### Work to complete
Leaving the images out, output each entry below exactly.
(Beginning of Input records)
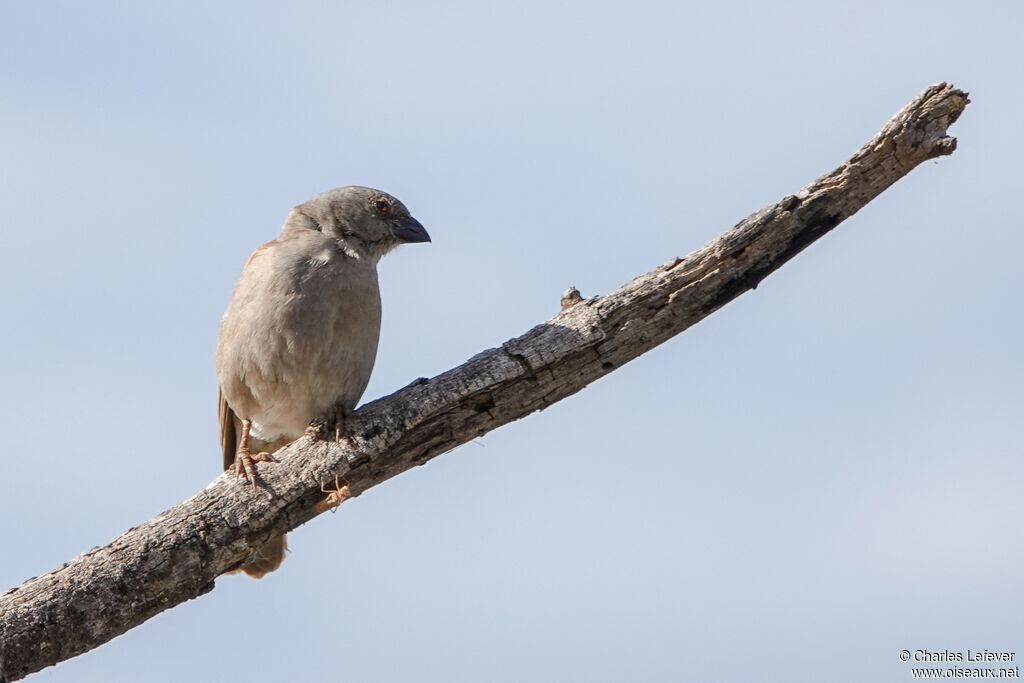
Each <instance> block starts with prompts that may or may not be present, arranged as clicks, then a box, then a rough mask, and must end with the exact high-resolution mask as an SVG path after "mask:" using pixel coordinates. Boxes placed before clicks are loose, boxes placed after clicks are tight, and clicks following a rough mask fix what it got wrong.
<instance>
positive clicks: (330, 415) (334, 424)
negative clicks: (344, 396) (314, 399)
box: [313, 403, 352, 443]
mask: <svg viewBox="0 0 1024 683" xmlns="http://www.w3.org/2000/svg"><path fill="white" fill-rule="evenodd" d="M351 416H352V409H350V408H345V407H344V405H341V404H340V403H335V404H334V405H332V407H331V408H329V409H327V413H325V414H324V417H322V418H319V419H318V420H316V421H315V422H314V423H313V424H314V425H315V426H316V427H317V431H319V433H322V434H323V435H324V436H325V437H330V436H333V437H334V441H335V443H341V437H342V436H344V435H345V420H347V419H348V418H350V417H351ZM321 430H323V431H321Z"/></svg>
(End of Input records)
### Task answer
Each <instance> block starts with prompts that may or may not be present, arranged as clicks, then a box, then a rough mask, and must end with the exact high-resolution mask as an SVG path after "mask:" using pixel coordinates. Boxes placed before clicks are loose, boxes placed after clicks are tight, and clicks following a rough mask fix what it got wrong.
<instance>
positive clicks: (330, 415) (334, 424)
negative clicks: (344, 396) (314, 399)
box: [313, 403, 352, 443]
mask: <svg viewBox="0 0 1024 683" xmlns="http://www.w3.org/2000/svg"><path fill="white" fill-rule="evenodd" d="M351 416H352V409H350V408H345V407H344V405H341V404H340V403H335V404H334V405H332V407H331V408H329V409H327V413H325V414H324V417H322V418H319V419H318V420H316V421H315V422H314V423H313V424H314V425H315V426H316V427H317V431H319V433H322V434H323V435H324V436H325V437H330V436H333V437H334V441H335V443H341V437H342V436H344V435H345V420H347V419H348V418H350V417H351ZM321 430H323V431H321Z"/></svg>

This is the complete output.